What the task requires
Quote the lines below word for word.
━━━━━━━━━━━━━━━━
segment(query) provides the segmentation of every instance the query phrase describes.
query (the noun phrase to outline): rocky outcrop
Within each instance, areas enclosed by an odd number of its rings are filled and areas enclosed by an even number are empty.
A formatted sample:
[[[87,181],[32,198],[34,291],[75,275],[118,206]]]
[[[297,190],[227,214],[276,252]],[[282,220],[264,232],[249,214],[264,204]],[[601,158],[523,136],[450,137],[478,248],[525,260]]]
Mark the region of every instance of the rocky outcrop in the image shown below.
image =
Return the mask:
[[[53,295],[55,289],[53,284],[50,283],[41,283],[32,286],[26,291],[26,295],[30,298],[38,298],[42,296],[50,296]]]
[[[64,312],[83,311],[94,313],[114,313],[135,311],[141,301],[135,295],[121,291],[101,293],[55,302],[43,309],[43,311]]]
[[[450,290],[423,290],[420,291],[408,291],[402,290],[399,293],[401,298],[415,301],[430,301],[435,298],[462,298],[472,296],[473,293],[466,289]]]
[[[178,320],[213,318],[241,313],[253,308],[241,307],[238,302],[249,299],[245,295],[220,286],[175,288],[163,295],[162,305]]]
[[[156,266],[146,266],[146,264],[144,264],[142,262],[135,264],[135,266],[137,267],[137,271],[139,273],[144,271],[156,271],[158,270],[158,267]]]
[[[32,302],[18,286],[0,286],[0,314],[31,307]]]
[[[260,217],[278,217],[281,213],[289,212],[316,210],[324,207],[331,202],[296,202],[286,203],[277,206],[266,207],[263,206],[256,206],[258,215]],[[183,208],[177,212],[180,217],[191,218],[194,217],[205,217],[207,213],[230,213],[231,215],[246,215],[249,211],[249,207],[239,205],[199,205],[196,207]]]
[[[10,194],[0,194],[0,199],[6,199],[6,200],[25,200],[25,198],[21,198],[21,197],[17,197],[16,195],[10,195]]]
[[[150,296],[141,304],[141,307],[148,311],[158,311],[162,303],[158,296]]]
━━━━━━━━━━━━━━━━
Output of the task
segment(query) provides the segmentation of every instance the query phrase describes.
query (the noun phrase to outline): rocky outcrop
Within each instance, areas enclosed by an odd number of its rings are filled and areas enclosed by an even number are empty.
A formatted sample:
[[[87,181],[32,198],[34,291],[75,275],[118,206]]]
[[[297,190],[227,214],[276,252]],[[282,220],[264,232],[249,214],[264,204]],[[601,158],[523,136],[450,137],[478,248],[525,260]]]
Mark the region of every instance of the rocky outcrop in the image shown below.
image =
Return the mask:
[[[53,295],[55,289],[53,284],[50,283],[41,283],[32,286],[26,291],[26,295],[30,298],[38,298],[42,296],[50,296]]]
[[[64,312],[83,311],[94,313],[114,313],[135,311],[141,301],[135,295],[121,291],[101,293],[55,302],[43,309],[43,311]]]
[[[450,290],[423,290],[420,291],[408,291],[402,290],[399,293],[401,298],[415,301],[430,301],[435,298],[462,298],[472,296],[473,293],[466,289]]]
[[[178,320],[213,318],[241,313],[253,308],[241,307],[238,302],[249,299],[245,295],[220,286],[175,288],[163,295],[162,305]]]
[[[156,266],[146,266],[146,264],[144,264],[142,262],[135,264],[135,266],[137,267],[137,271],[139,273],[144,271],[156,271],[158,270],[158,267]]]
[[[32,302],[18,286],[0,286],[0,314],[31,307]]]
[[[260,217],[278,217],[281,213],[289,212],[316,210],[324,207],[331,202],[296,202],[286,203],[277,206],[266,207],[263,206],[256,206],[258,215]],[[183,208],[177,212],[180,217],[191,218],[194,217],[205,217],[207,213],[230,213],[231,215],[246,215],[249,211],[249,207],[239,205],[199,205],[196,207]]]
[[[10,194],[0,194],[0,199],[6,199],[6,200],[25,200],[25,198],[21,198],[21,197],[17,197],[16,195],[10,195]]]
[[[150,296],[141,304],[141,307],[148,311],[158,311],[162,303],[158,296]]]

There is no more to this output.